> [The records]
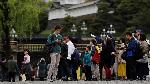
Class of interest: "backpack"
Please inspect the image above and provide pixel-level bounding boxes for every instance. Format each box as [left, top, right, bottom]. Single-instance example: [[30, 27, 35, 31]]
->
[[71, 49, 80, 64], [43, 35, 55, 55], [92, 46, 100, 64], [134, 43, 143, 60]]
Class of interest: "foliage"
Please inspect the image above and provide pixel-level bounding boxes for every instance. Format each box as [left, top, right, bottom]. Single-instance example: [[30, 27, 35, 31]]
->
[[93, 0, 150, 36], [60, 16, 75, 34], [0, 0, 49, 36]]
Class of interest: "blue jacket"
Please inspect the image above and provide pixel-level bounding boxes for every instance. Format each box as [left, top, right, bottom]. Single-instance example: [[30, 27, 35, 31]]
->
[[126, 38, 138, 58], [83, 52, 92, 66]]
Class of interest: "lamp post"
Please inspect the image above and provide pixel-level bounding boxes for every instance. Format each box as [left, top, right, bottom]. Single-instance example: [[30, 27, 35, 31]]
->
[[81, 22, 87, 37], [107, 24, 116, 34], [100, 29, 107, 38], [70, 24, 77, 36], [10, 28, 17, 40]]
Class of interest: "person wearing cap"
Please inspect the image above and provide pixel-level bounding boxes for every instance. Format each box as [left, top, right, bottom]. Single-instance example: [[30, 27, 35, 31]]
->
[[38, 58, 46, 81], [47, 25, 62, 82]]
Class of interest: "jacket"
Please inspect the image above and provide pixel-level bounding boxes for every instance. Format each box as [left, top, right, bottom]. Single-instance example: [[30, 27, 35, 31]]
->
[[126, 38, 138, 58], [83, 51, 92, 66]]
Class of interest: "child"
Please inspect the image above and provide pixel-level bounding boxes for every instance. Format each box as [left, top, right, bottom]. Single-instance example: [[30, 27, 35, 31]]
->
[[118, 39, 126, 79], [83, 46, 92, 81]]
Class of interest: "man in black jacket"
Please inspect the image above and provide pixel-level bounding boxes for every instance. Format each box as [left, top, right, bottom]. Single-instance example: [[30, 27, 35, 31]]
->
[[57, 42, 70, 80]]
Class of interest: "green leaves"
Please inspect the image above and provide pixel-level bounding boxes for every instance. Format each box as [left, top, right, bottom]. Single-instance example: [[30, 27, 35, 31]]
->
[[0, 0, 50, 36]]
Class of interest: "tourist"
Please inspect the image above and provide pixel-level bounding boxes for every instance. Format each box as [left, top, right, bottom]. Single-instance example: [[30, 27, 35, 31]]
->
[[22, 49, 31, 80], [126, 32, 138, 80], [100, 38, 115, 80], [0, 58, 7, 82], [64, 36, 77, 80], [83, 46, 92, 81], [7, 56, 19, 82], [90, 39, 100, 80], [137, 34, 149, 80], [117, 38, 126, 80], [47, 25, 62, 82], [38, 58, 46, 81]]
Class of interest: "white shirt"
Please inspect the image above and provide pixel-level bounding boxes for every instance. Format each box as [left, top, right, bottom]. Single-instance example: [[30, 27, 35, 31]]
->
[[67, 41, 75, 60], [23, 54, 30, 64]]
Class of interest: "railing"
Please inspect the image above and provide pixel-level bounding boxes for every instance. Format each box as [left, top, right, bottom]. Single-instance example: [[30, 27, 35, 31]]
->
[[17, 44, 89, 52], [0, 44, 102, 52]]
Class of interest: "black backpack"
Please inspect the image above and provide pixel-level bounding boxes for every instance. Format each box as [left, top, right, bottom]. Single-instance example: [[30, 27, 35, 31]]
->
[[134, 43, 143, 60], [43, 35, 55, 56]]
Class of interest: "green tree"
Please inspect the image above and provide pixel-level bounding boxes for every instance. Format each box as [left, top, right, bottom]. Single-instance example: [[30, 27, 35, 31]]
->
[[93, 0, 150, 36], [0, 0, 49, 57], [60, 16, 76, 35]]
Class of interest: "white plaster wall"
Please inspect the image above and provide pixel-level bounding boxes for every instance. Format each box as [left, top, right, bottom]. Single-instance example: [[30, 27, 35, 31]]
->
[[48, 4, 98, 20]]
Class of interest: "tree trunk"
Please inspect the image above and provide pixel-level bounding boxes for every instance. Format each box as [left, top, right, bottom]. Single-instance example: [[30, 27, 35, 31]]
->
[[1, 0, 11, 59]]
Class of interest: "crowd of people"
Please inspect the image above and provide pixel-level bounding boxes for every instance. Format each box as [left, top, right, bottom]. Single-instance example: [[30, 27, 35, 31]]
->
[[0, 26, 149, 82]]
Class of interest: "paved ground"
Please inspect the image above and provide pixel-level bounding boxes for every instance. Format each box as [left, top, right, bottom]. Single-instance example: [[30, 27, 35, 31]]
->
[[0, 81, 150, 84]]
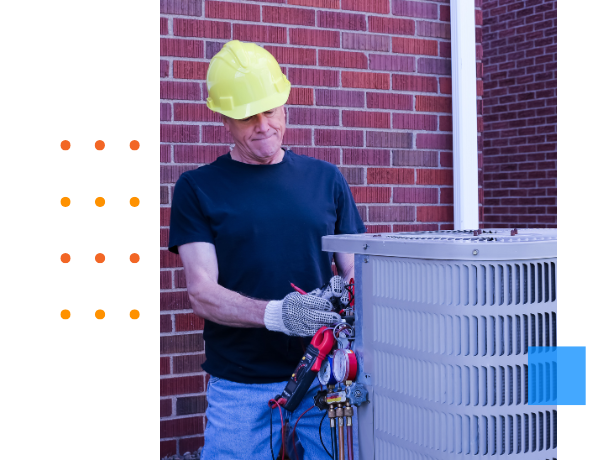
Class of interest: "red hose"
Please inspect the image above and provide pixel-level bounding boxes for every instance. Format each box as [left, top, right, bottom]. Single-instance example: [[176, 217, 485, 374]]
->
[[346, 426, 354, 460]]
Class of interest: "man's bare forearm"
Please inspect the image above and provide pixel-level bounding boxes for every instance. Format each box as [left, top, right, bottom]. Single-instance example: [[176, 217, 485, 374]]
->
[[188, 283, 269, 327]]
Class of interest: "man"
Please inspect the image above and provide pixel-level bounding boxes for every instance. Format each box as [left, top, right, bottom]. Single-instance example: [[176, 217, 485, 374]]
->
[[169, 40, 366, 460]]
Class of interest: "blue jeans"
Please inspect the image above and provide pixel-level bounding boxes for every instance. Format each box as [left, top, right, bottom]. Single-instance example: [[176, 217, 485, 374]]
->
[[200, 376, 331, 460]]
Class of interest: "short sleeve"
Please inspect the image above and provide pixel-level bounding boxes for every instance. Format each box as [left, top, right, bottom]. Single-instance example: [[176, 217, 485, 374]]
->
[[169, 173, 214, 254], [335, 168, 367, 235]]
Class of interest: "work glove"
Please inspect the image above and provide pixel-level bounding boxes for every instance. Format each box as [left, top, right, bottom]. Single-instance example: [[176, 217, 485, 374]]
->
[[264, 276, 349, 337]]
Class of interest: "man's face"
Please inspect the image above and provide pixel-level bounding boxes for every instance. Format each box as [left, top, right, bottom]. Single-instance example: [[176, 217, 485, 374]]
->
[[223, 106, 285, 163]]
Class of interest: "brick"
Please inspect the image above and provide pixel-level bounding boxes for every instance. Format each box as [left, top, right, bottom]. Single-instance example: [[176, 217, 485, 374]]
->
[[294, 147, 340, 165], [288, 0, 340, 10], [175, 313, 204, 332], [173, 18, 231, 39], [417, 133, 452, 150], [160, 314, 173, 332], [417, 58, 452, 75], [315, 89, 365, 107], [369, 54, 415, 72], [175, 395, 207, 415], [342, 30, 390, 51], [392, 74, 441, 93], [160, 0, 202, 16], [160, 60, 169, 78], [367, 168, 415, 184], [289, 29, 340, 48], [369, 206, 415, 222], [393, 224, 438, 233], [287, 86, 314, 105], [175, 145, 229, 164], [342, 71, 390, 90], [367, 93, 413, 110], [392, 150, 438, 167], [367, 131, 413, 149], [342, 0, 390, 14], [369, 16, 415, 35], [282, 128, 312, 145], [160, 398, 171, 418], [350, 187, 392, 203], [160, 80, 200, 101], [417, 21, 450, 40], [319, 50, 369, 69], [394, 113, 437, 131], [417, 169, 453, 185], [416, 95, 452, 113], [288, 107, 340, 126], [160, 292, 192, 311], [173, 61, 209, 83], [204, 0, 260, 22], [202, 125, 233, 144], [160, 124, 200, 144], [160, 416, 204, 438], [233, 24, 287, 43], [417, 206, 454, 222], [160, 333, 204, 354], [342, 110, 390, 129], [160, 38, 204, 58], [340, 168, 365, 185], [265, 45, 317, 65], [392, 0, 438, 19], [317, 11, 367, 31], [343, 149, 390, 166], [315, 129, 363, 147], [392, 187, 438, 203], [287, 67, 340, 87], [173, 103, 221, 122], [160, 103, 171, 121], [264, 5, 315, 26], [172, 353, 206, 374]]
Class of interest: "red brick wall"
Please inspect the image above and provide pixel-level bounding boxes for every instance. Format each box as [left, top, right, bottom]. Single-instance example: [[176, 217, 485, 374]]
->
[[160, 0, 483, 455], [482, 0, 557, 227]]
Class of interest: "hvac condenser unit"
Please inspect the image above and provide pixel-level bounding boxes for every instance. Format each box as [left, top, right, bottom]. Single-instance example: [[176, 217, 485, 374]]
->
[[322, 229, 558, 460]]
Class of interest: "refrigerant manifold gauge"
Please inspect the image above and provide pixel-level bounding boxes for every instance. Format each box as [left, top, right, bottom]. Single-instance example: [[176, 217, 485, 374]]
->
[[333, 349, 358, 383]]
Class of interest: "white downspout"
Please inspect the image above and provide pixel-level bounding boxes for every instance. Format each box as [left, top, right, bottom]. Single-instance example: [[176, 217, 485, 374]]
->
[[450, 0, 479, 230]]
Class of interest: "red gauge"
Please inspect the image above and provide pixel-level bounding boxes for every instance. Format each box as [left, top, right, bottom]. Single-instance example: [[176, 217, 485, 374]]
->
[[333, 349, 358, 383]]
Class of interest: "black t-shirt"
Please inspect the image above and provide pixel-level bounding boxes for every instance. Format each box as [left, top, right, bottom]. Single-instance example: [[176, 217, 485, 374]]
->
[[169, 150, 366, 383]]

> [What is expected] Edit everything from the start of the items down to the line containing "43, 143, 60]]", changing "backpack" to "rucksack" and keeping all else the same. Leave the pictures out of your answer.

> [Output]
Class of interest: "rucksack"
Please inspect the image above and provide pixel-level bounding boxes for every instance. Format each box as [left, top, right, bottom]. Single-instance example: [[30, 27, 35, 31]]
->
[[71, 49, 80, 64], [43, 35, 55, 55], [92, 46, 100, 64], [134, 43, 143, 60]]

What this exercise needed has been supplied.